(EXTRACT TO READ):
REMAP evaluates the **old** field at the **new** node positions. Those are
generic *interior* points of the old mesh, so `global_evaluate` locates them
fine — this is exactly the `T`-remap that already works and that FIXED_DEFORM
proved clean (np4-vs-serial 7e-4). It is **not** the degenerate "evaluate a
field at its own vertices" that the band-aid had to dodge (that is the
per-step re-record, a different operation). So the general REMAP does not
inherit the band-aid's on-vertex fragility.

Implementation: snapshot old field on the old mesh; after the move, do the
proven *deform-back → evaluate-at-new → deform-forward* dance **once for all
REMAP vars together** (not per-var, not per-deform).

## 4. Authority for the policy

- `MeshVariable.remesh_policy` default = **REMAP**.
- The **framework** stamps the hidden vars it creates:
`Vector_Projection`/`Hessian`/gradient targets → `REINIT`; swarm proxies →
`REINIT` (re-projected from the swarm — but note §8 staleness gap).
- A `DuDt`/solver stamps its history vars and registers `on_remesh`.
- The **user** flags only their own Lagrangian fields → `CARRY`.

## 5. Audit: deferring the update for multi-shot movers (OT n_outer≥12)

Findings (smoothing.py, discretisation_mesh.py):

- **`_deform_mesh` does NOT touch field data** (discretisation_mesh.py:2001).
It writes coords, calls `nuke_coords_and_rebuild`, rebuilds the `_coords`
view, sets every registered solver `is_setup=False`, invalidates the
evaluation hash + DMInterpolation cache, bumps `_topology_version`, syncs
submeshes. **Field `.data` is untouched.** ⇒ field transfer is *already*
one-shot and external to the mover; there is no per-inner-deform field
remap to eliminate.
- Each mover (`_winslow_elliptic` ~1570, `_winslow_equidistribute` ~1861,
`_winslow_anisotropic` ~2639) calls `_deform_mesh` **once per outer step**
(inside the `for outer in range(n_outer)` loop). So OT pays
`nuke_coords_and_rebuild` **×n_outer**.
- `nuke_coords_and_rebuild` (discretisation_mesh.py:1757) per call:
`clearDS`/`createDS`; `createCoordinateSpace` + `dm_force_coordinate_field`;
**kd-tree rebuild** (`_build_kd_tree_index`); `_get_mesh_sizes` (centroids /
radii / search_lengths); `copyDS`; invalidate normals + face control points;
and **refill the coord cache for every registered variable**
(`for _var in self.vars: self._get_coords_for_var(_var)`, line 1890).
- The mover's inner loop *consumes* the rebuilt state: it calls
`uw.function.evaluate(metric, Dcoords)` (needs the **kd-tree** of the
just-deformed mesh) and `solver.solve()` (needs the **DS**) every outer step.
⇒ the kd-tree + DS rebuild are **genuinely needed per inner step** and
cannot be naively deferred.

(DATASET EXTRACT):
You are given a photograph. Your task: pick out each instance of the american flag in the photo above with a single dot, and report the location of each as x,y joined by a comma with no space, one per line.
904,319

(TASKS TO CARRY OUT):
• A. Set down, word for word, the passage of the mesh-remapping notes starting at "REMAP evaluates the" and ending at "per-var, not per-deform).".
• B. Extend the mesh-remapping notes past their final sentence, keeping the same technical register and formatting.

(EXPECTED ANSWERS):
• A.
REMAP evaluates the **old** field at the **new** node positions. Those are
generic *interior* points of the old mesh, so `global_evaluate` locates them
fine — this is exactly the `T`-remap that already works and that FIXED_DEFORM
proved clean (np4-vs-serial 7e-4). It is **not** the degenerate "evaluate a
field at its own vertices" that the band-aid had to dodge (that is the
per-step re-record, a different operation). So the general REMAP does not
inherit the band-aid's on-vertex fragility.

Implementation: snapshot old field on the old mesh; after the move, do the
proven *deform-back → evaluate-at-new → deform-forward* dance **once for all
REMAP vars together** (not per-var, not per-deform).

• B.
**So the deferral opportunity is narrower than "defer the rebuild":**

- The **avoidable waste** is the per-variable coord-cache refill (line 1890):
it refills *all* registered vars (T, V, P, every `psi_star`, …) on every
inner deform, but the mover only needs its **own work-vars** (metric, φ,
gradients). Refilling the user fields' caches n_outer× is pure waste.
- That refill is a **parallel-correctness BUGFIX (#130)**: it was made eager
to avoid a subset-of-ranks collective deadlock in `_get_coords_for_basis`
(lazy rbf refill). So any deferral must keep collective access correct —
defer the *non-mover* vars' refill to a single full refill at sweep exit
(safe, since user fields aren't accessed mid-sweep), and refill only the
mover's work-vars inner-loop.

**Options for point 2 (ranked):**

1. **Scope the per-var refill (low risk, real win).** Give
`nuke_coords_and_rebuild` an optional "active vars" set; during a mover
sweep refill only the mover's work-vars; do one full refill at the end.
Saves `(n_outer−1) × n_user_vars` refills. No context manager strictly
needed — the mover already owns its sweep.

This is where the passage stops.